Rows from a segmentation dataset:

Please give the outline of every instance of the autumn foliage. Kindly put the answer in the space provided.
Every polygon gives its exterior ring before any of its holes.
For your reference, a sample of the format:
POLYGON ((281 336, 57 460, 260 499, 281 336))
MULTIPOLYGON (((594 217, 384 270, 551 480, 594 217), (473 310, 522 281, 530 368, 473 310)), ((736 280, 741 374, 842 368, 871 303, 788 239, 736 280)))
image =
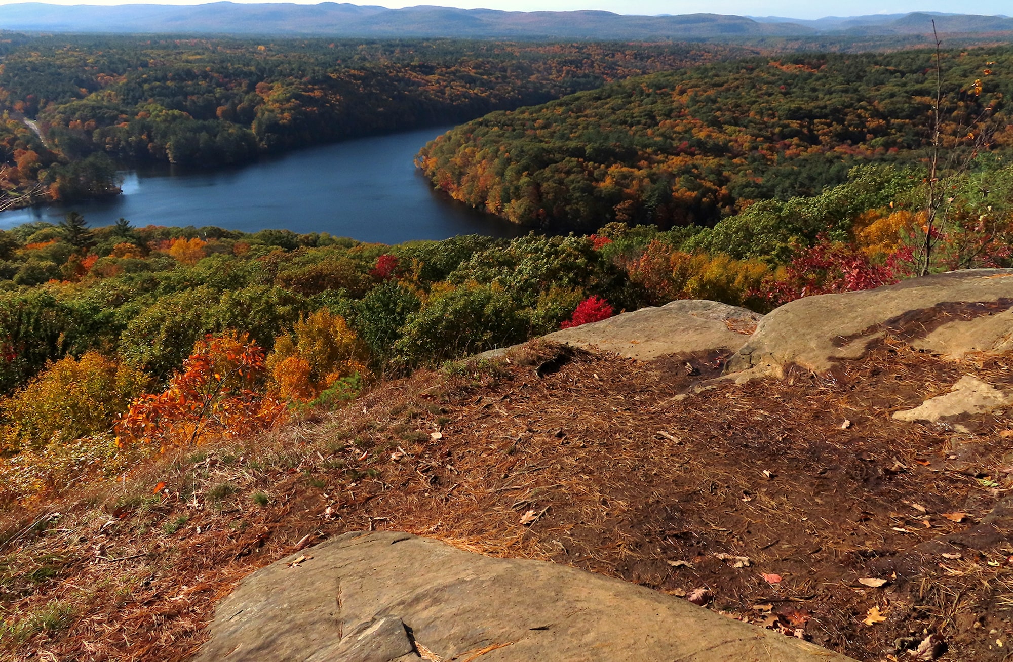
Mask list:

**EXERCISE DETAILS:** Rewrite the records from their start up to and including the line containing "POLYGON ((281 336, 57 460, 260 499, 281 336))", replacing "autumn foliage" with "fall foliage" and leaving everything else unchanged.

**EXERCISE OUTPUT:**
Please give the outline of every instance of the fall foliage. Kindly put the answer in the space provided.
Every polygon gives its exterior ring before any of its holes.
For your reference, a sample of the format:
POLYGON ((281 336, 57 460, 260 499, 281 336))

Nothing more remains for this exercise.